France | France, Conseil d'État, 9ème chambre, 09 décembre 2021, 436695


Vu la procédure suivante :

Par une requête sommaire, un mémoire complémentaire et un mémoire en réplique, enregistrés les 12 décembre 2019, 12 mars 2020 et le 4 mai 2021 au secrétariat du contentieux du Conseil d'Etat, la société Enedis demande au Conseil d'Etat :

1°) d'annuler la délibération de la Commission de régulation de l'énergie n° 2019-138 du 25 juin 2019 portant évolution au 1er août 2019 de la grille tarifaire des tarifs d'utilisation des réseaux publics d'électricité dans les domaines de haute tension A (HTA) et basse tension (BT), en tant que le

point k) de son annexe 1 ne prévoit pas la couverture intégrale des sommes qu'el...

Vu la procédure suivante :

Par une requête sommaire, un mémoire complémentaire et un mémoire en réplique, enregistrés les 12 décembre 2019, 12 mars 2020 et le 4 mai 2021 au secrétariat du contentieux du Conseil d'Etat, la société Enedis demande au Conseil d'Etat :

1°) d'annuler la délibération de la Commission de régulation de l'énergie n° 2019-138 du 25 juin 2019 portant évolution au 1er août 2019 de la grille tarifaire des tarifs d'utilisation des réseaux publics d'électricité dans les domaines de haute tension A (HTA) et basse tension (BT), en tant que le point k) de son annexe 1 ne prévoit pas la couverture intégrale des sommes qu'elle a exposées au titre des contrats de prestations de services conclus avec les fournisseurs d'électricité afin d'assurer la gestion de clientèle des utilisateurs titulaires d'un contrat unique.

(Enregistrements d'étiquetage de lieux)
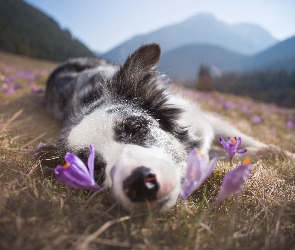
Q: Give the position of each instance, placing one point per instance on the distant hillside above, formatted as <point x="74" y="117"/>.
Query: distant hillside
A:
<point x="27" y="31"/>
<point x="201" y="29"/>
<point x="184" y="63"/>
<point x="277" y="57"/>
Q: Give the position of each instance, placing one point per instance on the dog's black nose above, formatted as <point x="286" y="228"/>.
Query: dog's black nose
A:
<point x="141" y="185"/>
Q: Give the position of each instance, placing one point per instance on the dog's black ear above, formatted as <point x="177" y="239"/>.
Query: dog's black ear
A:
<point x="145" y="58"/>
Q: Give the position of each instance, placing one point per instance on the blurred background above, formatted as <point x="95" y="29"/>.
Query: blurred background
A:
<point x="245" y="48"/>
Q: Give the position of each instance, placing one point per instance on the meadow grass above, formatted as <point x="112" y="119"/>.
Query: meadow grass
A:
<point x="38" y="212"/>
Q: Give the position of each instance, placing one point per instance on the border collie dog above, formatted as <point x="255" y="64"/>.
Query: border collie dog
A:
<point x="142" y="134"/>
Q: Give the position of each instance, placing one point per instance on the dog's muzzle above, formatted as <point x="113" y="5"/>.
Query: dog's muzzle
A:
<point x="141" y="185"/>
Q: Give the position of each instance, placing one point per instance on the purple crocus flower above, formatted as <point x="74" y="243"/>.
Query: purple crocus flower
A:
<point x="233" y="182"/>
<point x="36" y="90"/>
<point x="198" y="169"/>
<point x="231" y="146"/>
<point x="257" y="119"/>
<point x="291" y="123"/>
<point x="74" y="173"/>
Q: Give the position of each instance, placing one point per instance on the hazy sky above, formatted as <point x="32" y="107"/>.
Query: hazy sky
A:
<point x="103" y="24"/>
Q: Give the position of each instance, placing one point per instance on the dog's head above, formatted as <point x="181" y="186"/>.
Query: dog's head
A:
<point x="139" y="142"/>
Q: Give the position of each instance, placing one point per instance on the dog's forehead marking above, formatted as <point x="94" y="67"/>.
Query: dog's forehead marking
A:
<point x="96" y="128"/>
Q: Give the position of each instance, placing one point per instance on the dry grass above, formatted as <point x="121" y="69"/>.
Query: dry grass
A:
<point x="37" y="212"/>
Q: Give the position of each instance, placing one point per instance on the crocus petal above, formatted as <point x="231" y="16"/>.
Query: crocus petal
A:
<point x="241" y="151"/>
<point x="233" y="182"/>
<point x="231" y="146"/>
<point x="211" y="167"/>
<point x="91" y="161"/>
<point x="198" y="170"/>
<point x="76" y="174"/>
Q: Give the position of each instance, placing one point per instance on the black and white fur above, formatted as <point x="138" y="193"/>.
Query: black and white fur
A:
<point x="142" y="134"/>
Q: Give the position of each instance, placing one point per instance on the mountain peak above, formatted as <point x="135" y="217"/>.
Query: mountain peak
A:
<point x="202" y="28"/>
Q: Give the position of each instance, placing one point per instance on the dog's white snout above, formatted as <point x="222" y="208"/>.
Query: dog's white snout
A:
<point x="141" y="176"/>
<point x="141" y="185"/>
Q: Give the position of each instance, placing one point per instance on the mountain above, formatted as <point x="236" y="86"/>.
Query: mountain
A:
<point x="279" y="56"/>
<point x="183" y="63"/>
<point x="27" y="31"/>
<point x="245" y="39"/>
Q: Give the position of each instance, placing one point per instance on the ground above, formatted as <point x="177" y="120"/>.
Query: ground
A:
<point x="38" y="212"/>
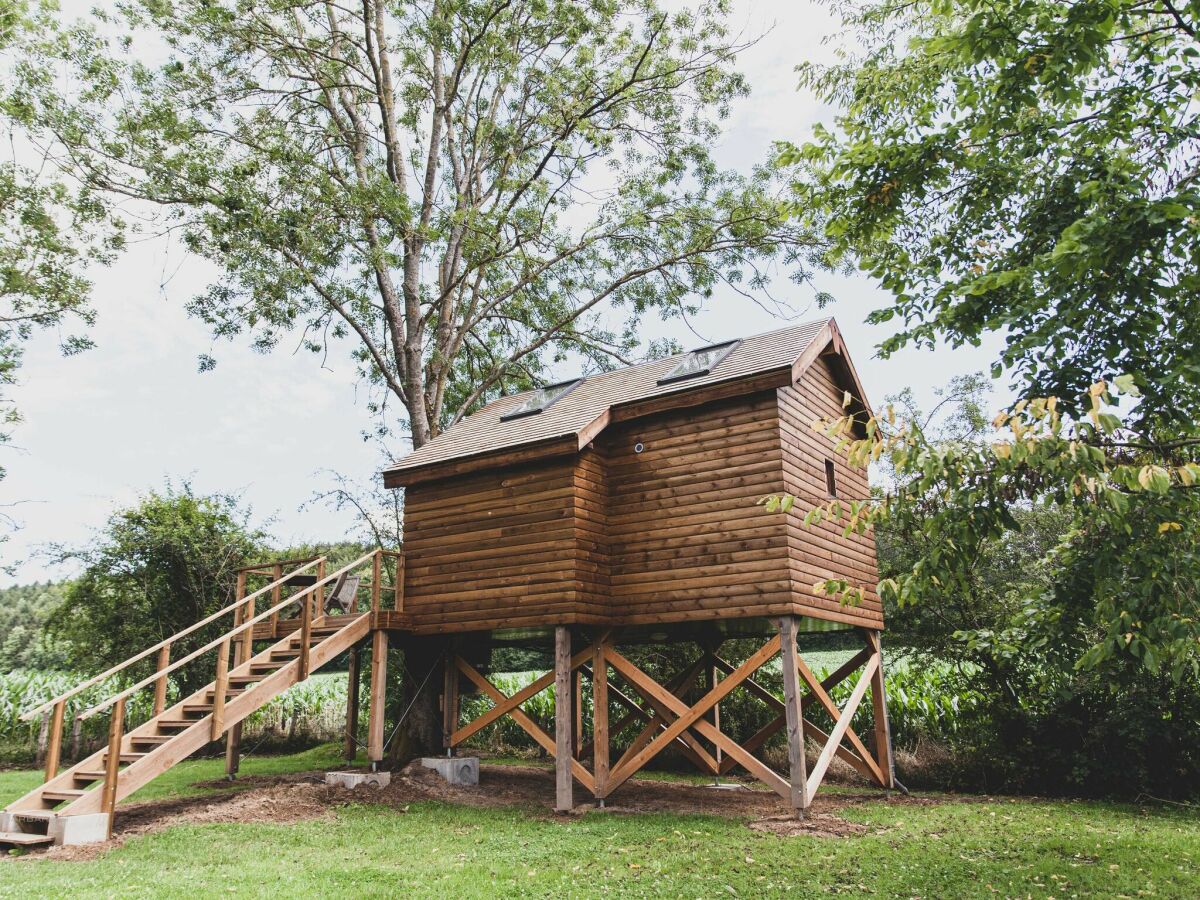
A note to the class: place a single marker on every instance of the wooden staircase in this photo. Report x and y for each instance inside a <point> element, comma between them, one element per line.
<point>77,804</point>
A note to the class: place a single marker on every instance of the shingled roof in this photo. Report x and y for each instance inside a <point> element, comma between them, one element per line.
<point>484,438</point>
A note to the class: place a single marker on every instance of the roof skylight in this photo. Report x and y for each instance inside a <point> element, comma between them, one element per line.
<point>541,399</point>
<point>700,361</point>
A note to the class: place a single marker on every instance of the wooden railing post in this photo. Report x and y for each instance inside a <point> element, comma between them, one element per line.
<point>276,597</point>
<point>305,636</point>
<point>160,687</point>
<point>378,691</point>
<point>352,706</point>
<point>113,761</point>
<point>219,690</point>
<point>318,595</point>
<point>376,575</point>
<point>54,750</point>
<point>400,582</point>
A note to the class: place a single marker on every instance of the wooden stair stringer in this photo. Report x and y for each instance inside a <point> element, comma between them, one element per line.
<point>180,745</point>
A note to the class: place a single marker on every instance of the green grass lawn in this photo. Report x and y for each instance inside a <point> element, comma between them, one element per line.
<point>967,847</point>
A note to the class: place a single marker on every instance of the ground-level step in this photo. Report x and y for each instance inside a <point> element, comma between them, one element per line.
<point>61,795</point>
<point>21,839</point>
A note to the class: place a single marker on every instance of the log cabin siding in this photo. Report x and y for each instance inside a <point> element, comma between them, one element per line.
<point>673,533</point>
<point>822,552</point>
<point>687,539</point>
<point>503,550</point>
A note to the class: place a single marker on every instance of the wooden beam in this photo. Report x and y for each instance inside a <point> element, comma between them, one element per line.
<point>883,755</point>
<point>531,727</point>
<point>113,762</point>
<point>564,786</point>
<point>220,687</point>
<point>449,701</point>
<point>694,718</point>
<point>797,775</point>
<point>826,701</point>
<point>160,687</point>
<point>600,718</point>
<point>841,726</point>
<point>867,768</point>
<point>378,696</point>
<point>54,750</point>
<point>504,706</point>
<point>351,748</point>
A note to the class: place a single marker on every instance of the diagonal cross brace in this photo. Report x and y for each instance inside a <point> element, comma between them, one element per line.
<point>691,718</point>
<point>547,743</point>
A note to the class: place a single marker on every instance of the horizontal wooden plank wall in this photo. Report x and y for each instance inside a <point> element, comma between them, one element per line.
<point>687,539</point>
<point>672,533</point>
<point>822,552</point>
<point>503,550</point>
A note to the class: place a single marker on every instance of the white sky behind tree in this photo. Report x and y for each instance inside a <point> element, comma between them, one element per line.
<point>107,425</point>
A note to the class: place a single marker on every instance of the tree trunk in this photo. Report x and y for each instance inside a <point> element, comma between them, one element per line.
<point>420,733</point>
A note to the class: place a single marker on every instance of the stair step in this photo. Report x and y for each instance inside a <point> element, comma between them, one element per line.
<point>21,839</point>
<point>61,795</point>
<point>245,679</point>
<point>127,757</point>
<point>151,738</point>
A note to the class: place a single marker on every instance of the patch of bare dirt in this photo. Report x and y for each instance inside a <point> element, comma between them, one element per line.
<point>304,797</point>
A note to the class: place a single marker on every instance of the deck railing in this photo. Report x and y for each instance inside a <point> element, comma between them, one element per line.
<point>238,641</point>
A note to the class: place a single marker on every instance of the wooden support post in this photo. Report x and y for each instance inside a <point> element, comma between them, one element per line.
<point>276,597</point>
<point>233,737</point>
<point>376,575</point>
<point>220,685</point>
<point>54,750</point>
<point>76,739</point>
<point>305,636</point>
<point>247,636</point>
<point>797,774</point>
<point>564,799</point>
<point>883,756</point>
<point>378,689</point>
<point>352,706</point>
<point>400,582</point>
<point>113,762</point>
<point>577,719</point>
<point>449,701</point>
<point>160,687</point>
<point>600,719</point>
<point>713,681</point>
<point>318,597</point>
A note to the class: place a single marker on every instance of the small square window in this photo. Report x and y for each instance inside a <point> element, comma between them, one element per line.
<point>541,399</point>
<point>700,361</point>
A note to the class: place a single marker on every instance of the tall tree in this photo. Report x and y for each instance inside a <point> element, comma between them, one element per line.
<point>465,189</point>
<point>1030,168</point>
<point>156,568</point>
<point>52,228</point>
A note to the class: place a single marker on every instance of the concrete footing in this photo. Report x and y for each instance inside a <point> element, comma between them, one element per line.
<point>89,828</point>
<point>353,779</point>
<point>455,769</point>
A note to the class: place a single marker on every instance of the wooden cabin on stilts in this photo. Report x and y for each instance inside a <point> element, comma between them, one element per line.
<point>579,520</point>
<point>622,509</point>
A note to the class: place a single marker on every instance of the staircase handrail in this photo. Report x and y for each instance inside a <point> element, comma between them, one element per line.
<point>228,636</point>
<point>96,679</point>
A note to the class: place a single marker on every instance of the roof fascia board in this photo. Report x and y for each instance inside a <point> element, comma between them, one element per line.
<point>561,445</point>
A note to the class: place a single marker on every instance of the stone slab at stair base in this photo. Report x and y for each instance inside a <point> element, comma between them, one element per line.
<point>455,769</point>
<point>88,828</point>
<point>353,779</point>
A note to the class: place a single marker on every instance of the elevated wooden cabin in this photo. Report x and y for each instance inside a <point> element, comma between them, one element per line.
<point>630,498</point>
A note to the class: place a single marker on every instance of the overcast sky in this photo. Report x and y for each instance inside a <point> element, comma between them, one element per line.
<point>107,425</point>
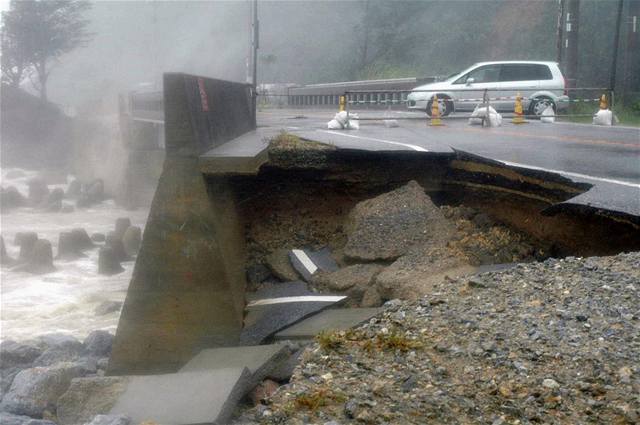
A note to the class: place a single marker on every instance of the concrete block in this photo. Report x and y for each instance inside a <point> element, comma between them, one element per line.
<point>260,360</point>
<point>307,262</point>
<point>198,397</point>
<point>274,308</point>
<point>335,319</point>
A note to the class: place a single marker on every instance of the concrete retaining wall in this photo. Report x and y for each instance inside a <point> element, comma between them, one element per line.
<point>187,289</point>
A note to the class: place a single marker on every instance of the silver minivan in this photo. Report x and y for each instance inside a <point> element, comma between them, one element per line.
<point>541,84</point>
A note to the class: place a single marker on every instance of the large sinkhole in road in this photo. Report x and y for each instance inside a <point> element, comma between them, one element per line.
<point>484,215</point>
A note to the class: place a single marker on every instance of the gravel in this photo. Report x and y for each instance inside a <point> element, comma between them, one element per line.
<point>555,342</point>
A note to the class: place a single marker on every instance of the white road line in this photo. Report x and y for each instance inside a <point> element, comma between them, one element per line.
<point>305,260</point>
<point>299,299</point>
<point>390,142</point>
<point>577,175</point>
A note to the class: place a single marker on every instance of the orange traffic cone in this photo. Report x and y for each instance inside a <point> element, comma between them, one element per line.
<point>603,102</point>
<point>518,118</point>
<point>435,113</point>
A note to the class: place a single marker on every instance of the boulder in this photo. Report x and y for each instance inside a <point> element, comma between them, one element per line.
<point>110,420</point>
<point>40,259</point>
<point>37,389</point>
<point>38,191</point>
<point>388,226</point>
<point>417,273</point>
<point>81,238</point>
<point>60,341</point>
<point>67,247</point>
<point>122,224</point>
<point>98,343</point>
<point>18,354</point>
<point>26,241</point>
<point>131,240</point>
<point>11,198</point>
<point>98,237</point>
<point>108,262</point>
<point>280,265</point>
<point>371,298</point>
<point>115,243</point>
<point>5,259</point>
<point>74,189</point>
<point>10,419</point>
<point>107,307</point>
<point>87,397</point>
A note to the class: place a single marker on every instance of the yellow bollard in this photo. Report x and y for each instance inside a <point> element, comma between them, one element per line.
<point>603,102</point>
<point>518,118</point>
<point>435,113</point>
<point>342,103</point>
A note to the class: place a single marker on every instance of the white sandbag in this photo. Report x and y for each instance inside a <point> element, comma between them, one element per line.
<point>342,118</point>
<point>603,117</point>
<point>494,119</point>
<point>548,115</point>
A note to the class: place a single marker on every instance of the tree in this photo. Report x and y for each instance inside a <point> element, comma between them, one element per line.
<point>37,32</point>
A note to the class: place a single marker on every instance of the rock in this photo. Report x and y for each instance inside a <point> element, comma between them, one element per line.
<point>131,240</point>
<point>107,307</point>
<point>416,273</point>
<point>280,265</point>
<point>98,343</point>
<point>40,259</point>
<point>38,191</point>
<point>36,389</point>
<point>26,241</point>
<point>11,198</point>
<point>59,341</point>
<point>110,420</point>
<point>371,298</point>
<point>360,275</point>
<point>550,383</point>
<point>19,354</point>
<point>388,226</point>
<point>91,193</point>
<point>81,238</point>
<point>55,197</point>
<point>5,259</point>
<point>98,237</point>
<point>122,224</point>
<point>74,189</point>
<point>263,391</point>
<point>10,419</point>
<point>67,247</point>
<point>88,397</point>
<point>112,241</point>
<point>257,273</point>
<point>108,262</point>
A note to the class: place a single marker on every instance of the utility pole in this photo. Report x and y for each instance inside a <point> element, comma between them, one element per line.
<point>616,45</point>
<point>571,42</point>
<point>255,45</point>
<point>560,31</point>
<point>632,57</point>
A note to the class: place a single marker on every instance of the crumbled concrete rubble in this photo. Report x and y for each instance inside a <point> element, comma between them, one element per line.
<point>550,342</point>
<point>394,245</point>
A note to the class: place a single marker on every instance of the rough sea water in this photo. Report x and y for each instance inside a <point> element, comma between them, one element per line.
<point>64,300</point>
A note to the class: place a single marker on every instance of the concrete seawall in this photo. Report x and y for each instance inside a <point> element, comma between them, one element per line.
<point>187,289</point>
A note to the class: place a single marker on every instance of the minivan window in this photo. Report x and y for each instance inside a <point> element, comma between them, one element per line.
<point>524,72</point>
<point>483,74</point>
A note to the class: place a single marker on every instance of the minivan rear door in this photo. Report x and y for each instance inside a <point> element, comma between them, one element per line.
<point>523,78</point>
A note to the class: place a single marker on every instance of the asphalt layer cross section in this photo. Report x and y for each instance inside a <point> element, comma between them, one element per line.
<point>608,158</point>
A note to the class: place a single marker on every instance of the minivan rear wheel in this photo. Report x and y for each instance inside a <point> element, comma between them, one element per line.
<point>539,104</point>
<point>445,105</point>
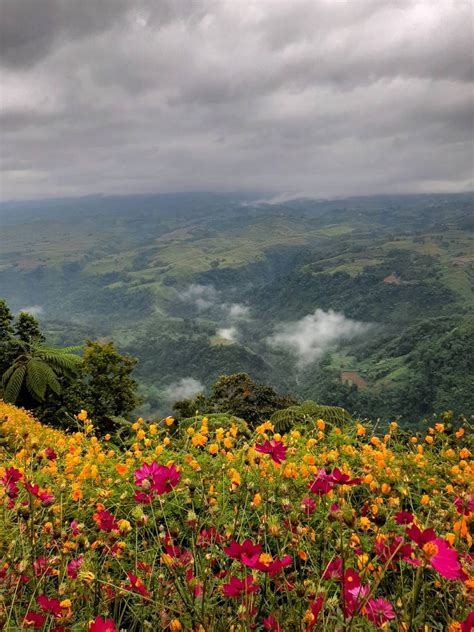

• _CONSIGNES_:
a) D'après la décision, quel est le numéro de la délibération de la Commission de régulation de l'énergie dont la société Enedis demande l'annulation ?
b) Recopiez la décision en partant de « France | France, Conseil » et en poursuivant jusqu'à « des sommes qu'el... ».
c) Les affirmations suivantes s'accordent-elles avec la décision ? Pour chacune, répondez par oui ou par non et citez les mots décisifs.
(i) La délibération contestée fait évoluer la grille tarifaire au 1er août 2019.
(ii) La délibération ne concerne que le domaine de haute tension A.
(iii) Les mémoires ont été enregistrés au secrétariat du contentieux du Conseil d'État.
Les enregistrements forment un matériau distinct de la décision.

• _RÉPONSES COMPLÈTES_:
a) Il s'agit de la délibération n° 2019-138 du 25 juin 2019.

b)
France | France, Conseil d'État, 9ème chambre, 09 décembre 2021, 436695


Vu la procédure suivante :

Par une requête sommaire, un mémoire complémentaire et un mémoire en réplique, enregistrés les 12 décembre 2019, 12 mars 2020 et le 4 mai 2021 au secrétariat du contentieux du Conseil d'Etat, la société Enedis demande au Conseil d'Etat :

1°) d'annuler la délibération de la Commission de régulation de l'énergie n° 2019-138 du 25 juin 2019 portant évolution au 1er août 2019 de la grille tarifaire des tarifs d'utilisation des réseaux publics d'électricité dans les domaines de haute tension A (HTA) et basse tension (BT), en tant que le

point k) de son annexe 1 ne prévoit pas la couverture intégrale des sommes qu'el...

c)
(i) Oui : « portant évolution au 1er août 2019 de la grille tarifaire ».
(ii) Non : « dans les domaines de haute tension A (HTA) et basse tension (BT) ».
(iii) Oui : « enregistrés les 12 décembre 2019, 12 mars 2020 et le 4 mai 2021 au secrétariat du contentieux du Conseil d'Etat ».